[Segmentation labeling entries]
(begin)

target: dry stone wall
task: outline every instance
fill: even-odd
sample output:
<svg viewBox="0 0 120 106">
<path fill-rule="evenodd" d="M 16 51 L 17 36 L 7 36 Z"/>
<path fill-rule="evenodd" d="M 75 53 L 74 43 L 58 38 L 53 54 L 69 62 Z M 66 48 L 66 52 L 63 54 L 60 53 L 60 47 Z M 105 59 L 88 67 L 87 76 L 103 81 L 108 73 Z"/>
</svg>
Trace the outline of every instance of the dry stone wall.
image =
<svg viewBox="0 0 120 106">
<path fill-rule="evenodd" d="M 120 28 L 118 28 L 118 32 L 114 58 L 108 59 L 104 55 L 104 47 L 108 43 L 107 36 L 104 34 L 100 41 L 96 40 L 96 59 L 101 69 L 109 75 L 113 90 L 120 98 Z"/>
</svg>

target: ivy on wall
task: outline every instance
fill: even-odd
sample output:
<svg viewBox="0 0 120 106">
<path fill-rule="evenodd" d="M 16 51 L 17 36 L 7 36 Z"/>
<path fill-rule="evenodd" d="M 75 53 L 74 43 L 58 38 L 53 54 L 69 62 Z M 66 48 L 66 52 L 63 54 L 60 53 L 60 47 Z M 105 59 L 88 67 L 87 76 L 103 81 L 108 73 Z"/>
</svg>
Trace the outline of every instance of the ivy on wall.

(end)

## Instructions for the task
Recopy the entries above exactly, with every line included.

## Exercise answer
target: dry stone wall
task: outline every instance
fill: even-odd
sample output:
<svg viewBox="0 0 120 106">
<path fill-rule="evenodd" d="M 16 51 L 17 36 L 7 36 Z"/>
<path fill-rule="evenodd" d="M 75 53 L 74 43 L 58 38 L 53 54 L 69 62 Z M 66 48 L 66 52 L 63 54 L 60 53 L 60 47 Z M 105 59 L 88 67 L 87 76 L 103 81 L 108 73 Z"/>
</svg>
Trace the outline of every instance of the dry stone wall.
image =
<svg viewBox="0 0 120 106">
<path fill-rule="evenodd" d="M 120 28 L 118 28 L 118 32 L 114 58 L 108 59 L 104 55 L 104 47 L 108 43 L 107 36 L 104 34 L 100 41 L 96 40 L 96 59 L 101 69 L 109 75 L 113 90 L 120 98 Z"/>
</svg>

target: ivy on wall
task: outline every instance
fill: even-odd
sample output:
<svg viewBox="0 0 120 106">
<path fill-rule="evenodd" d="M 16 51 L 17 36 L 7 36 Z"/>
<path fill-rule="evenodd" d="M 75 53 L 74 43 L 58 38 L 53 54 L 69 62 Z M 66 48 L 66 52 L 63 54 L 60 53 L 60 47 Z M 105 59 L 88 67 L 87 76 L 103 81 L 108 73 Z"/>
</svg>
Trace the outline of every instance of the ivy on wall.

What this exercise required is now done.